Herein, we employed CZTS as a novel inorganic HTL in FAPbBr3 PeLEDs, which reached a peak EQE of 7.59% and exhibited a pure green luminescence at 529 nm with a maximum luminance of 27000 cd m−2. In addition, we reveal the relationship of carrier transport and recombination at the CZTS/FAPbBr3 interface with surface state regulation of CZTS HTL. Owing to the deep HOMO energy level and high hole mobility, an appropriate energy offset of 0.13 eV for the CZTS/FAPbBr3 interface dramatically enhanced hole injection capacity and reduced interfacial carrier accumulation in PeLEDs. This study affords a cost-effective inorganic HTL material and highlights the significant potential of inorganic CZTS HTL in future commercial applications of PeLEDs.
2. Experimental section
2.1. Materials
Lead bromide (PbBr2, 99%), copper sulphate (CuSO4·5H2O), zinc sulphate (ZnSO4·7H2O), stannous sulfate (SnSO4), sulphur powder, and isopropyl alcohol ((CH3)2CHOH) were obtained from Shanghai Macklin Co, Ltd. Keshi provided ethanol, toluene (99.9%), octane (98%) and N,N-dimethylformamide (DMF, 98%). Additionally, molybdenum trioxide (MoO3, 99.95%), oleylamine (OLA, 90%), oleic acid (OA, 90%) and LiF were sourced from Shanghai Aladdin Industrial Corporation Co., Ltd. Xi'an Polymer Light Technology Corp supplied formamidine bromide (FABr), 2,2′,2′′-(1,3,5-benzinetriyl)-tris(1-phenyl-1H-benzimidazole) (TPBi, 99.9%) and PEDOT:PSS (Clevios Al 4083). Lastly, Guangdong Poly Optoelectronics Co. Ltd supplied ZnMgO. No further purifications of any materials were required before use.

◆ **Saved entries**:
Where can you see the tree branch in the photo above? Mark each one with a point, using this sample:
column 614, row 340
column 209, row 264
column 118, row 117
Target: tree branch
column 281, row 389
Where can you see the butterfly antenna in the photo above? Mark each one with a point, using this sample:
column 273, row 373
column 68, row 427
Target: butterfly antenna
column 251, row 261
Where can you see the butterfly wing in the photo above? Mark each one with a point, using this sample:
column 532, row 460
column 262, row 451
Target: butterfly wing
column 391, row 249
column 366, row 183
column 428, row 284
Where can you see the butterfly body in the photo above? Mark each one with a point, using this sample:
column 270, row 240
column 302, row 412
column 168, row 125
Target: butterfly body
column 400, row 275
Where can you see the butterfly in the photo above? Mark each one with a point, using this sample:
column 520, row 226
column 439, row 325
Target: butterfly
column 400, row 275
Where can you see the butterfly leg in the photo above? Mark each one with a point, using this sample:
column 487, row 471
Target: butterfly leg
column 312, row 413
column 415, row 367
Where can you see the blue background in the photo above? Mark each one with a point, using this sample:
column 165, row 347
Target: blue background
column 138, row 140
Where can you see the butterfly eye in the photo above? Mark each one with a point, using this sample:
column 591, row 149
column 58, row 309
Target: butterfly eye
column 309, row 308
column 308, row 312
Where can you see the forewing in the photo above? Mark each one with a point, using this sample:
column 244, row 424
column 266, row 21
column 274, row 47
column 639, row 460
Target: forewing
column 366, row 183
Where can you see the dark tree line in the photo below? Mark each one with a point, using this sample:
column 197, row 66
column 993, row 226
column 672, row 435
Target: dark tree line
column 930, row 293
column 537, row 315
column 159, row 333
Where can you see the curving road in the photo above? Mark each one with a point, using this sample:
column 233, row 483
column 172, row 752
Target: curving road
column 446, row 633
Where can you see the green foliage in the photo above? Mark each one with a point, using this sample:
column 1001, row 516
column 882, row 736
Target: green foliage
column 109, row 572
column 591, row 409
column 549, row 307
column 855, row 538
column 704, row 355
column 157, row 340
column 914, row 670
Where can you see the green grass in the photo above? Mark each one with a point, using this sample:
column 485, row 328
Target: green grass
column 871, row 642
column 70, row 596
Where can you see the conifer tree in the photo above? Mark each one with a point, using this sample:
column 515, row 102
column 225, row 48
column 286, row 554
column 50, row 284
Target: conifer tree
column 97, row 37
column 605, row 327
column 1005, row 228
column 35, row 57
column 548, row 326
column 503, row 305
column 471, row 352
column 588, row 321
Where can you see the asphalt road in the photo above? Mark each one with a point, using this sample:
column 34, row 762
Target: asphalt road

◆ **LIST OF TASKS**:
A: Summarize the excerpt on CZTS in perovskite LEDs in two sentences.
B: In the excerpt on CZTS in perovskite LEDs, which company supplied the ZnMgO?
C: Continue the excerpt on CZTS in perovskite LEDs, starting right after its list of materials.

◆ **THE RESULTS**:
A: CZTS was used as a new inorganic hole transport layer in FAPbBr3 PeLEDs, which reached a peak EQE of 7.59%, emitted pure green light at 529 nm and reached a maximum luminance of 27000 cd m−2, while a 0.13 eV energy offset at the CZTS/FAPbBr3 interface boosted hole injection and reduced interfacial carrier accumulation. The experimental section lists the chemicals used and their suppliers and states that none required further purification before use.

B: Guangdong Poly Optoelectronics Co. Ltd supplied the ZnMgO.

C:
2.2. Preparation of FAPbBr3 QDs
The synthesis of FAPbBr3 QDs was carried out using a modified method based on the literature. The FAPbBr3 precursor (150 μL), prepared by dissolving PbBr2 and FABr in DMF with a molar ratio of 1:2.2 and Pb2+ concentration at 0.2 M, was injected into a vial containing a crystallization-inducing solution composed of 5 mL of toluene, 2 mL of 1-butanol, 500 μL of oleic acid, and 30 μL of n-diacylamine. The solution was vigorously stirred for 10 minutes after the injection, following which it was centrifuged at 13000 rpm for 5 minutes and the supernatant was discarded. The precipitate was redispersed in 1 mL of n-hexane and then centrifuged at 2000 rpm for 2 minutes. The resulting supernatant was filtered through a 0.22 μm PTFE filter to collect FAPbBr3 QDs. Prior to the injection of the precursor, the crystallization-inducing solution was precooled to 8–10 °C.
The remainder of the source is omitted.